◆ DOCUMENTO
A Turquia tornou-se, ao longo das últimas semanas, a ponta de lança de uma política ocidental-árabe-turca conjunta que visa forçar o presidente Bashar al-Assad a ceder o poder na Síria. Isto é uma grande reviravolta na política turca porque, nos últimos dois anos, o governo do primeiro-ministro Recep Tayyip Erdogan desviou-se do seu caminho para cultivar boas relações com a vizinha Síria, com quem compartilha uma extensa fronteira terrestre.
Esta mudança de rumo na Síria também teve um custo para a Turquia em termos das suas relações com o Irão, o principal defensor do regime de Assad, que a Turquia tinha também cultivado como parte da política “zero problemas com os vizinhos” do ministro das Relações Exteriores, Ahmet Davutoglu.
Dadas estas novas tensões, vale a pena relembrar que há apenas alguns meses, muitos líderes americanos estavam furiosos com o que consideravam ser a traição da Turquia. No seu entender, a Turquia tinha reorientado a sua política externa para o Médio Oriente muçulmano e afastado do Ocidente – uma mudança de posição que supostamente se reflecte na deterioração das relações do país com Israel e no reforço dos laços com o Irão e a Síria.

◆ OBJETIVO A
Segundo o texto sobre a política turca, qual país é o principal defensor do regime de Assad?
◆ OBJETIVO B
Transcreva do texto sobre a política turca o trecho que começa nas palavras que contêm "A Turquia tornou-se, ao" e termina em "Exteriores, Ahmet Davutoglu.".
Os registros abaixo provêm de outra fonte.

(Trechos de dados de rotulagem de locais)
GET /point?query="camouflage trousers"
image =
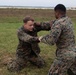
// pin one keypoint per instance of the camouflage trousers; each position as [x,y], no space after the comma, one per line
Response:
[64,64]
[19,63]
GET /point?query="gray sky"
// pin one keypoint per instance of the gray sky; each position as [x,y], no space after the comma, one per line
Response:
[48,3]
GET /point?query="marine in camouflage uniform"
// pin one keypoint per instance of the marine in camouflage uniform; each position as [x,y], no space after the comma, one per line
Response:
[62,35]
[28,48]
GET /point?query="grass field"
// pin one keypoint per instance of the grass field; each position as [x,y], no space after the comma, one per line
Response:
[10,21]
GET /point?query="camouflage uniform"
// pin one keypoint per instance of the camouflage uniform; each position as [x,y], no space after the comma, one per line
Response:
[28,49]
[62,34]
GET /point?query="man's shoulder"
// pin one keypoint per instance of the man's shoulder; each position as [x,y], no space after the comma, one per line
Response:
[20,29]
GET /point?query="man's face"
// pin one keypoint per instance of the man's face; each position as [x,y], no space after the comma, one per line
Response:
[29,25]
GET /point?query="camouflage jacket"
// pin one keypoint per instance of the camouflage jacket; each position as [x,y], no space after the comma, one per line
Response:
[28,41]
[61,34]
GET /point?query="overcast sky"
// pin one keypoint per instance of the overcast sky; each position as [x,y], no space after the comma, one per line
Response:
[48,3]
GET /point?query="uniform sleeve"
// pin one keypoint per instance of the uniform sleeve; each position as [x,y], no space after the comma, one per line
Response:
[52,38]
[27,38]
[43,26]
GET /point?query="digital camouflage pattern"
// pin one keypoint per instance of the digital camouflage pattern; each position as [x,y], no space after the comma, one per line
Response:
[62,34]
[28,48]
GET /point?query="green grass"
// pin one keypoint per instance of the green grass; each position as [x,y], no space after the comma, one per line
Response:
[9,23]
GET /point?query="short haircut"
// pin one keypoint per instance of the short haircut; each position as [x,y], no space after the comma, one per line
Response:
[60,7]
[28,18]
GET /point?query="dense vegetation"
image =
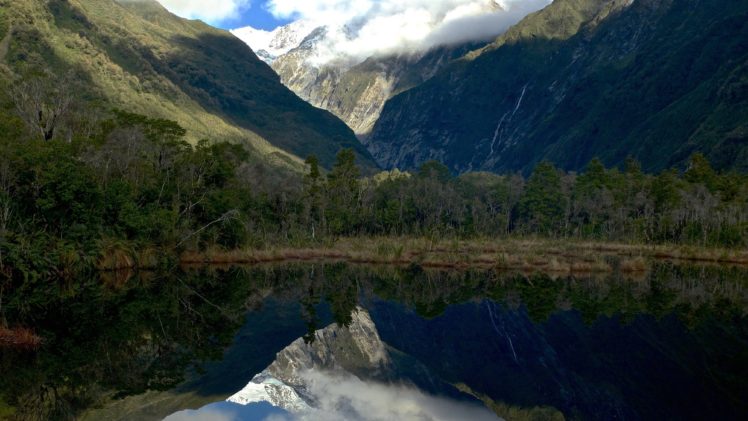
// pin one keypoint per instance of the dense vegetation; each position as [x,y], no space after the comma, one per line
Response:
[120,189]
[136,56]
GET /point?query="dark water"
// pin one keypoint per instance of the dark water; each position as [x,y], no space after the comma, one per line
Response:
[355,342]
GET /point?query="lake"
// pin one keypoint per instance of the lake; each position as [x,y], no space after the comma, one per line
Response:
[327,340]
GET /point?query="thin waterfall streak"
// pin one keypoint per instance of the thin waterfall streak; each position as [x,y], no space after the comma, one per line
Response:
[499,332]
[497,132]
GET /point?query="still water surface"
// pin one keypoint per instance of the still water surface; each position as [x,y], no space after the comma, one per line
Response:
[335,341]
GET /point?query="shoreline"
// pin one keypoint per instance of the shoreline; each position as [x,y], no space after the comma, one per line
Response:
[567,256]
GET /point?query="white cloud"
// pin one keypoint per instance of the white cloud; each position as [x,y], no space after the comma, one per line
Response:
[211,11]
[364,28]
[347,398]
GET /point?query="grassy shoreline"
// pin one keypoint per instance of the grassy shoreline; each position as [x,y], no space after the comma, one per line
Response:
[567,256]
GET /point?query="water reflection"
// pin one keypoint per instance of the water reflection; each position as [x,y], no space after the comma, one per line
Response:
[672,344]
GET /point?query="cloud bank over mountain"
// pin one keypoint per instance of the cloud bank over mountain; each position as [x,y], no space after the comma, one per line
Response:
[357,29]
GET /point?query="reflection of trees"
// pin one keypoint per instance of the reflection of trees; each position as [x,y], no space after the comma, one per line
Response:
[102,342]
[143,334]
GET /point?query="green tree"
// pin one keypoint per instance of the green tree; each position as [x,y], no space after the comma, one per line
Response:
[343,188]
[543,204]
[313,193]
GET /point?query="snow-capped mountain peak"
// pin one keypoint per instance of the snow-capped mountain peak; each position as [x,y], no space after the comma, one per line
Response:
[269,45]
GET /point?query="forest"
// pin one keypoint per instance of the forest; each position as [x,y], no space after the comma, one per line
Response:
[84,188]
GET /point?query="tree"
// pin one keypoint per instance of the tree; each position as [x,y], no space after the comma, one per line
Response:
[313,193]
[543,205]
[343,192]
[43,103]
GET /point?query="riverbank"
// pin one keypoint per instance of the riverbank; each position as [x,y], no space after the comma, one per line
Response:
[565,256]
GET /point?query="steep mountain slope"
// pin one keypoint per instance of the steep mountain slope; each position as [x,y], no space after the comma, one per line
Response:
[351,87]
[357,93]
[135,55]
[655,79]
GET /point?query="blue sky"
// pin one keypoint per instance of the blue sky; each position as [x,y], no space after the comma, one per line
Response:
[227,14]
[255,16]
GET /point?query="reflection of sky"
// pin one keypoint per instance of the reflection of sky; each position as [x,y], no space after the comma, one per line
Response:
[227,411]
[346,398]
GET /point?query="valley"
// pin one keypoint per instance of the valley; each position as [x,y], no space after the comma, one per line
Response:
[411,210]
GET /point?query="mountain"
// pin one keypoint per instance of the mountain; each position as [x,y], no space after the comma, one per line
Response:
[135,55]
[347,372]
[306,58]
[654,79]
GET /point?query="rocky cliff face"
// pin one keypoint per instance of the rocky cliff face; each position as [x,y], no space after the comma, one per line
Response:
[653,79]
[353,89]
[136,56]
[357,93]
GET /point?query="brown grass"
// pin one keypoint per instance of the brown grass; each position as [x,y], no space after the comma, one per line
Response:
[19,338]
[511,254]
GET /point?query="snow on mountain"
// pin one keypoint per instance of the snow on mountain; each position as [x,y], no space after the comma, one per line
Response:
[269,45]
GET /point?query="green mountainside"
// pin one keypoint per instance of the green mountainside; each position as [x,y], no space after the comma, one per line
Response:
[135,55]
[653,79]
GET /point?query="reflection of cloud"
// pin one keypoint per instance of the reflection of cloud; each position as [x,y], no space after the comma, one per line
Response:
[226,411]
[348,398]
[202,415]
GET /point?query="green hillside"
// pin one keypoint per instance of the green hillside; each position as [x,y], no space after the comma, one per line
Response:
[654,79]
[137,56]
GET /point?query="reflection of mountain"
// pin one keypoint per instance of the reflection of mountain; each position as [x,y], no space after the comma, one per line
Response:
[356,348]
[343,371]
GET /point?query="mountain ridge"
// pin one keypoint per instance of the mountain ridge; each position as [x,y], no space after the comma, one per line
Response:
[577,80]
[137,56]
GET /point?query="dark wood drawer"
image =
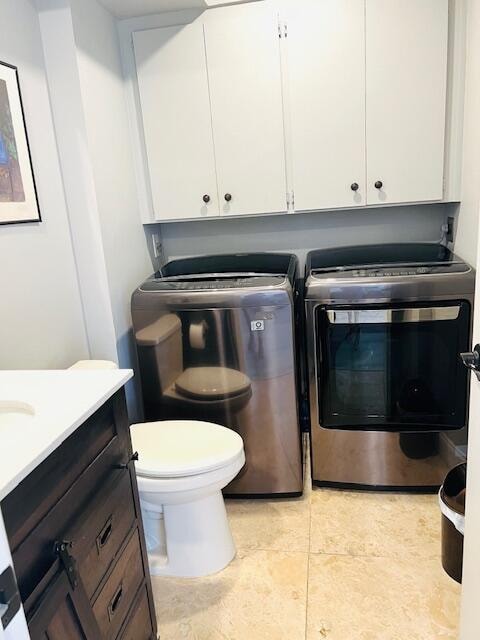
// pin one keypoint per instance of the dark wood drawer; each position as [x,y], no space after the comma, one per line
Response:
[35,555]
[115,598]
[104,526]
[25,507]
[139,626]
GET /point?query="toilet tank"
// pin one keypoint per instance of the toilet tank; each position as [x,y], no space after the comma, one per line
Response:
[159,347]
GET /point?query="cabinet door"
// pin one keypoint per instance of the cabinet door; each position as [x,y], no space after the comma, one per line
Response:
[406,65]
[326,62]
[243,58]
[175,106]
[63,613]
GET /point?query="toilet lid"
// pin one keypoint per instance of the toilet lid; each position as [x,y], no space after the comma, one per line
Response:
[211,382]
[178,448]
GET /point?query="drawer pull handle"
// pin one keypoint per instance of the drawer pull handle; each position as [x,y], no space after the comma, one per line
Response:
[115,601]
[133,458]
[105,533]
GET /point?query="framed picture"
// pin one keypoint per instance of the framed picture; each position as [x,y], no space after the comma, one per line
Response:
[18,195]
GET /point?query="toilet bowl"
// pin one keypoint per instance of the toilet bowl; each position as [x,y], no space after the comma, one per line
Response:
[182,468]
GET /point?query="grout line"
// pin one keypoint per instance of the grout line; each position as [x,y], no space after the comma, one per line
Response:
[308,469]
[406,556]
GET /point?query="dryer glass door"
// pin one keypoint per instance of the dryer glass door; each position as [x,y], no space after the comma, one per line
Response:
[393,368]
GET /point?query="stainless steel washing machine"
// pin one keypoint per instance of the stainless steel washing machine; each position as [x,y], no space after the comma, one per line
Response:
[388,391]
[216,340]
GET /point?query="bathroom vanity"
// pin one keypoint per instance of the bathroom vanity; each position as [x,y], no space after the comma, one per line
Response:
[71,510]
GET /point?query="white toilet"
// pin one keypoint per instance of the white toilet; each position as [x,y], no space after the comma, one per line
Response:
[182,468]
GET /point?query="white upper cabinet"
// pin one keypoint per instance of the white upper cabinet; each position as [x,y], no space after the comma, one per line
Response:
[346,108]
[406,64]
[243,61]
[326,70]
[175,105]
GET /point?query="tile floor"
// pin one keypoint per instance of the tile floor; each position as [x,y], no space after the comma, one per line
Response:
[332,565]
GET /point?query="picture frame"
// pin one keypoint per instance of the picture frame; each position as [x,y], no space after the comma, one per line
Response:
[18,192]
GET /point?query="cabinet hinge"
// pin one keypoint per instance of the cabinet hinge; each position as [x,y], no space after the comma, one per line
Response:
[291,200]
[69,564]
[282,29]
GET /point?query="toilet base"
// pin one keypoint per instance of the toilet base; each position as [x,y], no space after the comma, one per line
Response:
[190,539]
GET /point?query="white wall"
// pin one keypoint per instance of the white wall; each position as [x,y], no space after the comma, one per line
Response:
[467,242]
[301,232]
[467,223]
[41,318]
[103,97]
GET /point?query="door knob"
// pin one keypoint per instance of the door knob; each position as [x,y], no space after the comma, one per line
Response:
[471,360]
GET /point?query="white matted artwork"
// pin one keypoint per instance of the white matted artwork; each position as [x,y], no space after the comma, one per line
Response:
[18,196]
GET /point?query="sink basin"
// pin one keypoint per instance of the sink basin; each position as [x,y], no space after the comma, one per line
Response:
[14,413]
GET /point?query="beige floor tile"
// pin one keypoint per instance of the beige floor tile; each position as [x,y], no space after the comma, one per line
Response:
[376,524]
[261,595]
[359,598]
[275,525]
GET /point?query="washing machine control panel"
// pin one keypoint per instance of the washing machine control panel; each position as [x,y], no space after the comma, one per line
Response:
[211,284]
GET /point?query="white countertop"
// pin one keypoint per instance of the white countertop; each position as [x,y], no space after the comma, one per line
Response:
[62,400]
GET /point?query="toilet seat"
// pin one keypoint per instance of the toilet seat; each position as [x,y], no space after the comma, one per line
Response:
[183,448]
[211,383]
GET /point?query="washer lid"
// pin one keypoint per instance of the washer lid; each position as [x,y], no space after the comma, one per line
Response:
[209,383]
[178,448]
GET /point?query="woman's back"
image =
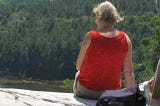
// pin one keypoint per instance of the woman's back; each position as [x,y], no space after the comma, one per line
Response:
[102,63]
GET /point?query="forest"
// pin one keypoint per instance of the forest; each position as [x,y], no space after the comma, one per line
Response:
[41,39]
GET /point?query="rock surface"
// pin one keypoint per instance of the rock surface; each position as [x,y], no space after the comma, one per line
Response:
[21,97]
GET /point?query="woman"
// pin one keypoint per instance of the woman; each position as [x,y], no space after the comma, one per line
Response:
[104,52]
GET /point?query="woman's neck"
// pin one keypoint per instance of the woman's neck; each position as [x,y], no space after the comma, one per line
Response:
[107,28]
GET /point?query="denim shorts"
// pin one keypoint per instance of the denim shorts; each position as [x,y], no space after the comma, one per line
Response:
[81,91]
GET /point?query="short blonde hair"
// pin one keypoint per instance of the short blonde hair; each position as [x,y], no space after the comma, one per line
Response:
[107,12]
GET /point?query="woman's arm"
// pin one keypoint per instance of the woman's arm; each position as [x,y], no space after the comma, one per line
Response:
[85,44]
[128,66]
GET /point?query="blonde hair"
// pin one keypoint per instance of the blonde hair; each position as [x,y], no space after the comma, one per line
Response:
[107,12]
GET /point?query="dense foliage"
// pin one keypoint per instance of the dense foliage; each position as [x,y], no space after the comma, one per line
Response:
[41,38]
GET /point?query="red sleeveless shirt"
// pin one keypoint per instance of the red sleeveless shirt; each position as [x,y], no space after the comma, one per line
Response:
[103,62]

◆ RESPOSTA COMPLETA A
O Irão.

◆ RESPOSTA COMPLETA B
A Turquia tornou-se, ao longo das últimas semanas, a ponta de lança de uma política ocidental-árabe-turca conjunta que visa forçar o presidente Bashar al-Assad a ceder o poder na Síria. Isto é uma grande reviravolta na política turca porque, nos últimos dois anos, o governo do primeiro-ministro Recep Tayyip Erdogan desviou-se do seu caminho para cultivar boas relações com a vizinha Síria, com quem compartilha uma extensa fronteira terrestre.
Esta mudança de rumo na Síria também teve um custo para a Turquia em termos das suas relações com o Irão, o principal defensor do regime de Assad, que a Turquia tinha também cultivado como parte da política “zero problemas com os vizinhos” do ministro das Relações Exteriores, Ahmet Davutoglu.